Segment Start: Data section

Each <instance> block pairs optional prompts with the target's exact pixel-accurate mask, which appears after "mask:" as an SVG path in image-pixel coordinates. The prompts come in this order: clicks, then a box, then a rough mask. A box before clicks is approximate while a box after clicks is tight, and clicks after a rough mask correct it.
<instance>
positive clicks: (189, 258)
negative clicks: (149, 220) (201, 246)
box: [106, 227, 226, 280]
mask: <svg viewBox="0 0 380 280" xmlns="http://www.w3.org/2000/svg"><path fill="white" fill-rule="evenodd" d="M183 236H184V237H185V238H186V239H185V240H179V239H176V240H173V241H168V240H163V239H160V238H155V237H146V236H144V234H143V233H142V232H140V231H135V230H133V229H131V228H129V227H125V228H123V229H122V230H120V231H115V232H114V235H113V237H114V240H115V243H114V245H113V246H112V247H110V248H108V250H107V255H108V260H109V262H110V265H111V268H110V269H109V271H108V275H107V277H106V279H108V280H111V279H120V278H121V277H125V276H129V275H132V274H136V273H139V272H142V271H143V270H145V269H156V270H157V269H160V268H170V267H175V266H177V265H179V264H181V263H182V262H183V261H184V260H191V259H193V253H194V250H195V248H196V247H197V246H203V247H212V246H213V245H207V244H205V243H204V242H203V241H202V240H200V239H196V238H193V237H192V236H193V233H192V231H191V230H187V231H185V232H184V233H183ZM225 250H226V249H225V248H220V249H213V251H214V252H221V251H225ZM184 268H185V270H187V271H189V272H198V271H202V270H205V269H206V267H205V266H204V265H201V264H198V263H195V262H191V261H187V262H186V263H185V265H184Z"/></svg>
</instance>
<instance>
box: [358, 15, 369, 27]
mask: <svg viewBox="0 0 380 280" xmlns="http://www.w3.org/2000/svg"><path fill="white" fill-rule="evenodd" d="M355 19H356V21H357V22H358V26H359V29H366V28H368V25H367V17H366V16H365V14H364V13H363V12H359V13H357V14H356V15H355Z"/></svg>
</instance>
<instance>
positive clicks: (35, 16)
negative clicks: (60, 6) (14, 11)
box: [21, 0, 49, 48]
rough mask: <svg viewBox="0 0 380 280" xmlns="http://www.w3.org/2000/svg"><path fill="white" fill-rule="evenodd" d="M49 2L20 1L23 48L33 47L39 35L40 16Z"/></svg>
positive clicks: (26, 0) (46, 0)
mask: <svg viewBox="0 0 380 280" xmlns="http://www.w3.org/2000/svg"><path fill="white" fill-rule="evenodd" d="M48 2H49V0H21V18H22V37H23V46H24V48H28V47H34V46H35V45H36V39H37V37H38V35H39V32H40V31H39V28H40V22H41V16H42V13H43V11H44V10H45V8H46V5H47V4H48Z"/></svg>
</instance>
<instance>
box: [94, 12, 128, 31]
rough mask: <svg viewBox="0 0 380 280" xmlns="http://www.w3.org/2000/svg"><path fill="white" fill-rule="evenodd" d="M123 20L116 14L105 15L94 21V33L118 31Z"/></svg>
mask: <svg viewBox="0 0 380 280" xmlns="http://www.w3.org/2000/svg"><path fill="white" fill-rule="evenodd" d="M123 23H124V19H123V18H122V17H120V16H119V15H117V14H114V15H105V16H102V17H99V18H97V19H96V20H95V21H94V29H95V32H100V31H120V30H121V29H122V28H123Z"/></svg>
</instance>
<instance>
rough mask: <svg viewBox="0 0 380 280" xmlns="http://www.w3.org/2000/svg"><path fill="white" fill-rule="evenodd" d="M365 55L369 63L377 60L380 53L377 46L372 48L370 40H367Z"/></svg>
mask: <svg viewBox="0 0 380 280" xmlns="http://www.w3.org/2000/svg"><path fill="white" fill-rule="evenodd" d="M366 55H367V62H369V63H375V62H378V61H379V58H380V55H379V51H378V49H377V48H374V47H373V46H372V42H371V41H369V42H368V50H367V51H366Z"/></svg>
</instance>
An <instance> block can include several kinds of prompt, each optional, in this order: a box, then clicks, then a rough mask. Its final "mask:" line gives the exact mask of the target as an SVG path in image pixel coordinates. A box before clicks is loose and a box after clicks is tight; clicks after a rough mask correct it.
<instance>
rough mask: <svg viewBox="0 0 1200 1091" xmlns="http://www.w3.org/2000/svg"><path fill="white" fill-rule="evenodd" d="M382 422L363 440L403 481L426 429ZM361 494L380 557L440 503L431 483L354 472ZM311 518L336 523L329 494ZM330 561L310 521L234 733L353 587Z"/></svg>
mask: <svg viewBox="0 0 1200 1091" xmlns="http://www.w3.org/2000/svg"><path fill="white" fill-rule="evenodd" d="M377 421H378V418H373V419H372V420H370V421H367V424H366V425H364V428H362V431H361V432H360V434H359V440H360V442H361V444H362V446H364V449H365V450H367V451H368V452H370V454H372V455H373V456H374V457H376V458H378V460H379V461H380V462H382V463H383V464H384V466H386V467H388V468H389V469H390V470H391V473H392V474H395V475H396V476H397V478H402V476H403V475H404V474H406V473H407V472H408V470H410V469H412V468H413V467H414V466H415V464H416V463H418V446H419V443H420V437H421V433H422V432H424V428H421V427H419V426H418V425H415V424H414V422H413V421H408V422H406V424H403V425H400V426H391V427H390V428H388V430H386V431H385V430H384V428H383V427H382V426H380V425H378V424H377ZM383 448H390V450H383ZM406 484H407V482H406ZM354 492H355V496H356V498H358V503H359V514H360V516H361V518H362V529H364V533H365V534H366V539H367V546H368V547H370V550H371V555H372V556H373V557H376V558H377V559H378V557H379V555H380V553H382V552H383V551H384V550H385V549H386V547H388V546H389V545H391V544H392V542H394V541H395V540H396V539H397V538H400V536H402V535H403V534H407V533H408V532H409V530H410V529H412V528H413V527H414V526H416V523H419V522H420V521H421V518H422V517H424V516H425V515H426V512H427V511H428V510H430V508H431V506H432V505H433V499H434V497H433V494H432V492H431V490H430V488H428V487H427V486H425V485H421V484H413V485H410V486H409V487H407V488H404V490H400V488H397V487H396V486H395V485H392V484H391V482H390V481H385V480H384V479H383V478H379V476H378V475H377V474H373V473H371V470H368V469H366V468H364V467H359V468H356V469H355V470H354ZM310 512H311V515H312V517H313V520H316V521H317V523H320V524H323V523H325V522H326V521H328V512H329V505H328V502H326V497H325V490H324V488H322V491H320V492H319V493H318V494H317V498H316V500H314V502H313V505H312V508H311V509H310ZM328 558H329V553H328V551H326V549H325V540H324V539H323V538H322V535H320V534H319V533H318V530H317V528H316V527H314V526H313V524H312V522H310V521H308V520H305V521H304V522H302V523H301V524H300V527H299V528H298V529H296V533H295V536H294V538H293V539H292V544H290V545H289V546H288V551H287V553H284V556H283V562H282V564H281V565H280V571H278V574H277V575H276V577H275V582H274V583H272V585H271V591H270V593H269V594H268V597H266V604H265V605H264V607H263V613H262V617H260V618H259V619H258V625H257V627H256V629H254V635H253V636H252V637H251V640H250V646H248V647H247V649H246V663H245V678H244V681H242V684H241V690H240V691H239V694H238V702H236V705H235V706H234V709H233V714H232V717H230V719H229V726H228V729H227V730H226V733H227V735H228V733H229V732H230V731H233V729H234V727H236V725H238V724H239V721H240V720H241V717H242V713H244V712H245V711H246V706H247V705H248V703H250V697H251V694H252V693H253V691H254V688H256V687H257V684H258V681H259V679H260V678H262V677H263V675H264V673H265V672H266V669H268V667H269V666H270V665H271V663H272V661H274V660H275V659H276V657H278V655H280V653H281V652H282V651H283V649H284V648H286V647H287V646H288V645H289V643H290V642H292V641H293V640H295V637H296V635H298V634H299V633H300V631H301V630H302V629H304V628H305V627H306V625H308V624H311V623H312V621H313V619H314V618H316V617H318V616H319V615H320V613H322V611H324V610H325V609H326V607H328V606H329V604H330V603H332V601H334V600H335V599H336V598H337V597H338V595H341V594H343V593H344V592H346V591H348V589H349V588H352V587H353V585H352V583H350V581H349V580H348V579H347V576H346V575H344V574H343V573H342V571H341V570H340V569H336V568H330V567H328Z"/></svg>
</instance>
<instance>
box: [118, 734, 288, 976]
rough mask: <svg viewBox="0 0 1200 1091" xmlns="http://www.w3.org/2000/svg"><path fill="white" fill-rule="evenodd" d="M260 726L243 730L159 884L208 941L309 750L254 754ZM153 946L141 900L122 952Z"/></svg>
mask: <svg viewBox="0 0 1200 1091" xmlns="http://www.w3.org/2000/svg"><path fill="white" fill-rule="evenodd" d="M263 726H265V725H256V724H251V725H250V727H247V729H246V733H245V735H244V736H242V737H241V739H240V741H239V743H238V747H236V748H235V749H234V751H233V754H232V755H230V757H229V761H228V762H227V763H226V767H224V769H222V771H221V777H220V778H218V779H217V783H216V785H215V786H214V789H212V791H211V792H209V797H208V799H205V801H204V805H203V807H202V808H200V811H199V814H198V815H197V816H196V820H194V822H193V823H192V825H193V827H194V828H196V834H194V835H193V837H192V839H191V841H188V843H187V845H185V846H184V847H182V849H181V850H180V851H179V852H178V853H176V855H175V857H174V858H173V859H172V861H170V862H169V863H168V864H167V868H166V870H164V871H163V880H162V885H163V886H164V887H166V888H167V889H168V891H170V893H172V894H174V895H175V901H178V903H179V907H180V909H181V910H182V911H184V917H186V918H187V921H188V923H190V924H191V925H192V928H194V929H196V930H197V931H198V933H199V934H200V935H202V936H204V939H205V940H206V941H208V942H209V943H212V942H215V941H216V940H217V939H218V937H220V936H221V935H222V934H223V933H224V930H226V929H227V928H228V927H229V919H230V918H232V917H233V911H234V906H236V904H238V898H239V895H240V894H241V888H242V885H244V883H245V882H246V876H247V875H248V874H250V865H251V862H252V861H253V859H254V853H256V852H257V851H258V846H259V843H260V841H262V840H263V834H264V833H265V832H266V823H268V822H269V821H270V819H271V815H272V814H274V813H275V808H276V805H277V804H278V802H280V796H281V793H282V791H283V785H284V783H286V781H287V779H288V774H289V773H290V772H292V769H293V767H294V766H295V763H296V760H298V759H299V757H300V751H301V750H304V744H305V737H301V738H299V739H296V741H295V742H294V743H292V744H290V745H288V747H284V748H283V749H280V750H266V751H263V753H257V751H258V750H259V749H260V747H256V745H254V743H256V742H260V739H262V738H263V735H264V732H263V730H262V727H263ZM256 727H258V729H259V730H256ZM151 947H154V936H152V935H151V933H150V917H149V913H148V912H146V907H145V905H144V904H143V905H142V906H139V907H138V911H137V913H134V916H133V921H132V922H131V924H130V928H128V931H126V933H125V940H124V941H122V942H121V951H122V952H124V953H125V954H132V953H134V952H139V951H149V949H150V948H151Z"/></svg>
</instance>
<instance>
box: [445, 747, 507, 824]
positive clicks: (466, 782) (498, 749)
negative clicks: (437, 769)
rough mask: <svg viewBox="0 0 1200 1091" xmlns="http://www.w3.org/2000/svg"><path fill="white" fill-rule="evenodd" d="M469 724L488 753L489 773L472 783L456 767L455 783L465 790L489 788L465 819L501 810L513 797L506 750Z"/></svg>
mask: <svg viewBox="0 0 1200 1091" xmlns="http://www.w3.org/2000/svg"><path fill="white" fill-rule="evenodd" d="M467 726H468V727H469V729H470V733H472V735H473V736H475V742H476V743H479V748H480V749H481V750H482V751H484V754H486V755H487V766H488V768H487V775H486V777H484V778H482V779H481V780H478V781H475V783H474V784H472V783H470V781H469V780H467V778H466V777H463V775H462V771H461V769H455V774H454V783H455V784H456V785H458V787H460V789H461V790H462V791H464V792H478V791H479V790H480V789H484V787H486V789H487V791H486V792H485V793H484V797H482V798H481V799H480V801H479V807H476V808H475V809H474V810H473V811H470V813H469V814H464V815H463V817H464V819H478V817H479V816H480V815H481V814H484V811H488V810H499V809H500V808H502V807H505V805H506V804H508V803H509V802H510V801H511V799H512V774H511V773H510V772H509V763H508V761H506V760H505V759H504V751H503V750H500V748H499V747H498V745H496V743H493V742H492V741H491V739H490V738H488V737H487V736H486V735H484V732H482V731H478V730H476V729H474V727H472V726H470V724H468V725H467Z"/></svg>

Segment End: Data section

*Activity*:
Which lines above contain "then"? Show each of them.

*Response to this exercise*:
Each <instance> block pairs optional prompts with the target's exact pixel-accurate mask, which appears after "mask:" as an SVG path in image-pixel coordinates. The prompts come in this order: clicks, then a box, then a rough mask. A box before clicks is approximate while a box after clicks is tight, and clicks after a rough mask correct it.
An <instance> block can include several kinds of prompt, each optional, in this order: a box, then clicks, then a rough mask. Its final "mask:" line gives the exact mask of the target as an SVG path in image pixel coordinates. A box before clicks is loose and a box after clicks is tight; clicks after a rough mask correct it.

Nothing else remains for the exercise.